EXTRAIT FOURNI

---

Rennes (Ille-et-Vilaine), reportage
« Il faut qu’on arrête de faire du business avec la vie des gens », lâche Alex, dégoûté, en tirant sur sa vapoteuse. À 34 ans, il sait de quoi il parle. Cheveux noués en catogan, boucle d’oreille à gauche et sweat à capuche, Alex Jolly a tout d’un jeune trentenaire comme les autres… Sauf qu’il est en fauteuil roulant depuis son enfance.
Il souffre de tétraparésie, un handicap moteur d’origine neurologique qui paralyse ses quatre membres. Sa pathologie a été reconnue en avril 2024 par le Fonds d’indemnisation des victimes de pesticides (FIVP) comme la conséquence d’une exposition à de fortes doses de pesticides in utero.
« On nous disait qu’il n’y avait pas de risque »

---

DONNÉES À EXAMINER
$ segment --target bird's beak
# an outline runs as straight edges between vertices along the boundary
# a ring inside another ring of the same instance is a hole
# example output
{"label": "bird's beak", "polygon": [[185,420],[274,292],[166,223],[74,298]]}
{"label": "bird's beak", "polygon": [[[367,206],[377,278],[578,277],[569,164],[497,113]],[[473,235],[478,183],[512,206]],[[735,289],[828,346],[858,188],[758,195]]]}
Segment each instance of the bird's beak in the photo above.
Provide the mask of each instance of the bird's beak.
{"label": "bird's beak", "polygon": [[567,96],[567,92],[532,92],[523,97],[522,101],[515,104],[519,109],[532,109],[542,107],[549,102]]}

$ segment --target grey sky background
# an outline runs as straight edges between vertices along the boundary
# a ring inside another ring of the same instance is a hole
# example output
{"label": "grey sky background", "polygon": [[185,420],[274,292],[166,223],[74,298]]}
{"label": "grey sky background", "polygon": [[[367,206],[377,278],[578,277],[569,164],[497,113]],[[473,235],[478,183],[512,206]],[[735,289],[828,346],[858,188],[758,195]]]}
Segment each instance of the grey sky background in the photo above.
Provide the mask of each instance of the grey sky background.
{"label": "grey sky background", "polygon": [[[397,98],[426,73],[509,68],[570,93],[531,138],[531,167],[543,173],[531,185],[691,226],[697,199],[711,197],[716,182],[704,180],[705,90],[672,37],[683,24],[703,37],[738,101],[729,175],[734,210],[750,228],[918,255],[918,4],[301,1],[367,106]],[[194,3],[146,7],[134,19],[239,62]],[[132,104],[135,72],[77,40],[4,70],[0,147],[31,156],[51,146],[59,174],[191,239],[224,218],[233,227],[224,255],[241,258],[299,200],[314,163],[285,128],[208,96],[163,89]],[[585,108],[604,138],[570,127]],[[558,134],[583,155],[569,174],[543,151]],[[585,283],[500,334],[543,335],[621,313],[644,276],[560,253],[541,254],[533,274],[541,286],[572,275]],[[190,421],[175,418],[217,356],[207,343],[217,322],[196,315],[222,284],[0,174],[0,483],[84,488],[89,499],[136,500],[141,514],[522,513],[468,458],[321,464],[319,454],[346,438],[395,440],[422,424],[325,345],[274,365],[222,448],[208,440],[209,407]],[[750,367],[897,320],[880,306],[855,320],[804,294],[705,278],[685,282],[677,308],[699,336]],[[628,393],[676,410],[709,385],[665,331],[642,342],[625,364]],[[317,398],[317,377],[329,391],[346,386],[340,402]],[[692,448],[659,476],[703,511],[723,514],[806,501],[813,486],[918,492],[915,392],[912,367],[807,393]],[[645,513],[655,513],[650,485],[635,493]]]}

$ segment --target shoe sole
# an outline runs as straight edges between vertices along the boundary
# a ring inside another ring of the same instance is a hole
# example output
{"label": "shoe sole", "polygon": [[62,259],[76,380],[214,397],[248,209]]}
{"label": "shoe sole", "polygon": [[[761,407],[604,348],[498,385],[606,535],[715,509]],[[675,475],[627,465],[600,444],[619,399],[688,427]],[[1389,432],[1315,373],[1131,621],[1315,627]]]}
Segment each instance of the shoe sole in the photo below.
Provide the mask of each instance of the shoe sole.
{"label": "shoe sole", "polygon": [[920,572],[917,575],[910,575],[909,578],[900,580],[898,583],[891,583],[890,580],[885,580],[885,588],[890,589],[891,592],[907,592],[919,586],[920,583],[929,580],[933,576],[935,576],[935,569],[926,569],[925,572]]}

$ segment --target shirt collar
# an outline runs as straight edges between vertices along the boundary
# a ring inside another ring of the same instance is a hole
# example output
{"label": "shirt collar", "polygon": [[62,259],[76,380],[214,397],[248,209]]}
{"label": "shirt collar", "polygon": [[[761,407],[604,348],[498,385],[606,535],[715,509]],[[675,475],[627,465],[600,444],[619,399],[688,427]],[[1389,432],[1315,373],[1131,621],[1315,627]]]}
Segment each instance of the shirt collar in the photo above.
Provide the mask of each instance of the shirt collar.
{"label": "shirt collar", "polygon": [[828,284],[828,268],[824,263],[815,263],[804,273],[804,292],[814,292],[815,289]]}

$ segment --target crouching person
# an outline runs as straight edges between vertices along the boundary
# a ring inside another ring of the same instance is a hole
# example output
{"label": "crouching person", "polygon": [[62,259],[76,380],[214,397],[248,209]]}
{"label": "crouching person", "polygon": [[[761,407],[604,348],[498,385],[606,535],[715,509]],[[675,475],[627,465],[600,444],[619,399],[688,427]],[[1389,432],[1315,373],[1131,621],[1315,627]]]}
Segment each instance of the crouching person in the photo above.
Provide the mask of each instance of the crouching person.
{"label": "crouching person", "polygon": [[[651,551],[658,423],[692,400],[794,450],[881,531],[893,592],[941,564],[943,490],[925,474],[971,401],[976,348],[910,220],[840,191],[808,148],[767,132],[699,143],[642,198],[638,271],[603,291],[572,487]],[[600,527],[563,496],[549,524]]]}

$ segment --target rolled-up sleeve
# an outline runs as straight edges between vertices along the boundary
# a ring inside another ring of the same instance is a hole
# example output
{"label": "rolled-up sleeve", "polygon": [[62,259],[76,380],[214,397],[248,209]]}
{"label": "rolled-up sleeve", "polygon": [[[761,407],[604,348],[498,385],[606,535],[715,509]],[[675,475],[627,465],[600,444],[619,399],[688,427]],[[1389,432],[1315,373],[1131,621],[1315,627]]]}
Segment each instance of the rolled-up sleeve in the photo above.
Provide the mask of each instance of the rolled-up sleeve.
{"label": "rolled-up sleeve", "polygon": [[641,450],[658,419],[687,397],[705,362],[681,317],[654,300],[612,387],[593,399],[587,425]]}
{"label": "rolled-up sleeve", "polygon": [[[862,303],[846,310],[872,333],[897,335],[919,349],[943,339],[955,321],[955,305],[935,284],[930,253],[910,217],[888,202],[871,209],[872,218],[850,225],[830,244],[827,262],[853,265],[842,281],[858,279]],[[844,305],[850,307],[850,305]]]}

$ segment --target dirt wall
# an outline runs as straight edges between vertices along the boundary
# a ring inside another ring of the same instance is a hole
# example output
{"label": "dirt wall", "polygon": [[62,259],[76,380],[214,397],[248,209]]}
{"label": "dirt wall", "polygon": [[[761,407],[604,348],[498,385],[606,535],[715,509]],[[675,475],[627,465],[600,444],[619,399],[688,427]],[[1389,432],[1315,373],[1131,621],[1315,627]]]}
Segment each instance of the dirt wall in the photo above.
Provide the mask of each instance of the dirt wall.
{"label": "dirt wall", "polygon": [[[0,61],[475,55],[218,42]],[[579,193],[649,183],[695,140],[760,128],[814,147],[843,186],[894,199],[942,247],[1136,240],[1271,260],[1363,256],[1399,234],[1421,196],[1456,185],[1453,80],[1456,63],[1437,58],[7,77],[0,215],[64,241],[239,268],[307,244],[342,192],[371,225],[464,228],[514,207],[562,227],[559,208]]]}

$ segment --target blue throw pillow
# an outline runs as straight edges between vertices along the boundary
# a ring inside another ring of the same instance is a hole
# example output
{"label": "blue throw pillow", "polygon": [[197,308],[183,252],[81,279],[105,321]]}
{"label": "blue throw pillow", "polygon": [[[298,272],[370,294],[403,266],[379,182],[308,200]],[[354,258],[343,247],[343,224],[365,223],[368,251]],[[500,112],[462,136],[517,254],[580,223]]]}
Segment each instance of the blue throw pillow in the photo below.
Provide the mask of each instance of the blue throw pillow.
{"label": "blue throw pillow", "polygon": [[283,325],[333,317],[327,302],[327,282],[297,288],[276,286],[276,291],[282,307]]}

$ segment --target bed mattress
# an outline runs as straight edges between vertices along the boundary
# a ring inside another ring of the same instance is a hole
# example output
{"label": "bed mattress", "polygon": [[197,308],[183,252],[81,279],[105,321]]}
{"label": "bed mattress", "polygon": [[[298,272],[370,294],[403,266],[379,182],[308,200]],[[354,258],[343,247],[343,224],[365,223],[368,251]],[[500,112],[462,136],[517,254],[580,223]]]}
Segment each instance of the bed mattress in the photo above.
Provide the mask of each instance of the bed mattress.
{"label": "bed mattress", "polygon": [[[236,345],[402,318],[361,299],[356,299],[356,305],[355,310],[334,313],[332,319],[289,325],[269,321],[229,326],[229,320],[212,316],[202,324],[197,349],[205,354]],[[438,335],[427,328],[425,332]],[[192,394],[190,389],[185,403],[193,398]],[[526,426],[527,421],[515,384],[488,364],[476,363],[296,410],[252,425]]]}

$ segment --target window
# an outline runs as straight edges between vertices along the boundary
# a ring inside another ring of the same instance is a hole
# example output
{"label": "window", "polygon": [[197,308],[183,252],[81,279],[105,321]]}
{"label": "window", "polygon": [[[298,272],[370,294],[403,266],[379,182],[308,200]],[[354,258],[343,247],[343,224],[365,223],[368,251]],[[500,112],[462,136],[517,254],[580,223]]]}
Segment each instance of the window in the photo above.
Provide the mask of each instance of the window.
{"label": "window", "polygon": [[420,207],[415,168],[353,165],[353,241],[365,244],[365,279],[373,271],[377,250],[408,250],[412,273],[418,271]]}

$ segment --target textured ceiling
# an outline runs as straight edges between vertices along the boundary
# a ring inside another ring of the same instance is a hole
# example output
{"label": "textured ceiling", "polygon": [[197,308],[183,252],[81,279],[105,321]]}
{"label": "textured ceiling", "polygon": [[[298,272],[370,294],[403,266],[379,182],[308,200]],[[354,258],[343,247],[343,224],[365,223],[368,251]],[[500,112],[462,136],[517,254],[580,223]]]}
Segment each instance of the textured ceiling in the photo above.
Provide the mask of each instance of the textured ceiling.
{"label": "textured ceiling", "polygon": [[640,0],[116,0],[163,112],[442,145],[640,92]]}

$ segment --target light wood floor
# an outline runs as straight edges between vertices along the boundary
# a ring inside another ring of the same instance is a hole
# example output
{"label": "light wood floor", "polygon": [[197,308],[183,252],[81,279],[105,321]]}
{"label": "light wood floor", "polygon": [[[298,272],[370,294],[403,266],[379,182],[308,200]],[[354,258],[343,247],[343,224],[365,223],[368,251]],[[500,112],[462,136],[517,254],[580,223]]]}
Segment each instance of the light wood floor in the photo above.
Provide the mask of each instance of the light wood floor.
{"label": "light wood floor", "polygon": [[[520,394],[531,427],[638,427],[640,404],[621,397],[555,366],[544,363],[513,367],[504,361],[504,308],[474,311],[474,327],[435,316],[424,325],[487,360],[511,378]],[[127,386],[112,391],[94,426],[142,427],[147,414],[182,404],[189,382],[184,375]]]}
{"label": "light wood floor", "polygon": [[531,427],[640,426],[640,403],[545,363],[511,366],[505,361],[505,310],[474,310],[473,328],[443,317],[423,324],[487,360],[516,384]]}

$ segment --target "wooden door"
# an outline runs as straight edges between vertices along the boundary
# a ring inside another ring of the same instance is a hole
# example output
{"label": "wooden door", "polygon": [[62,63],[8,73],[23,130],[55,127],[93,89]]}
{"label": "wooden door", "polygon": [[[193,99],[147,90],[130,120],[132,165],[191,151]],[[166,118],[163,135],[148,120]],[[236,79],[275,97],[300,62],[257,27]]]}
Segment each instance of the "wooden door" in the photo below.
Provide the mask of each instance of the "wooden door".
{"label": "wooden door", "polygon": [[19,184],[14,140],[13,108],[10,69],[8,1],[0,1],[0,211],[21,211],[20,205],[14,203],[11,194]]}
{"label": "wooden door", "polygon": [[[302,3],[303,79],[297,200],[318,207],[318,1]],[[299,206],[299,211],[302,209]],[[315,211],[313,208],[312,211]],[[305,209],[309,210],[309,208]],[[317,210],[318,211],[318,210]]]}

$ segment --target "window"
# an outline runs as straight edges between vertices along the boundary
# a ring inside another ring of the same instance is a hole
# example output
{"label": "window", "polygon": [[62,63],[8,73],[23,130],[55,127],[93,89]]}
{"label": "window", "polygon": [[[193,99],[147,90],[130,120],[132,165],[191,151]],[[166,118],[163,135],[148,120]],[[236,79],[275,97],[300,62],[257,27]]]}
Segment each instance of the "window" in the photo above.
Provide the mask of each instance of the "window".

---

ENSEMBLE DE TÂCHES
1. Recopiez le passage de l'extrait fourni qui commence par « Il souffre de » et se termine par « pesticides in utero. ».
2. Dans l'extrait fourni, relevez tous les détails de l'apparence d'Alex Jolly énumérés dans la phrase qui commence par « Cheveux noués en catogan ».
3. Résumez sous forme de liste le paragraphe de l'extrait fourni qui commence par « Il souffre de tétraparésie ».
Les lignes n'ont aucun rapport avec l'extrait fourni.

RÉPONSES AUX EXERCICES
1.
Il souffre de tétraparésie, un handicap moteur d’origine neurologique qui paralyse ses quatre membres. Sa pathologie a été reconnue en avril 2024 par le Fonds d’indemnisation des victimes de pesticides (FIVP) comme la conséquence d’une exposition à de fortes doses de pesticides in utero.

2.
- cheveux noués en catogan
- boucle d'oreille à gauche
- sweat à capuche

3.
- Alex Jolly souffre de tétraparésie, un handicap moteur d'origine neurologique qui paralyse ses quatre membres.
- En avril 2024, le Fonds d'indemnisation des victimes de pesticides (FIVP) a reconnu cette pathologie comme la conséquence d'une exposition in utero à de fortes doses de pesticides.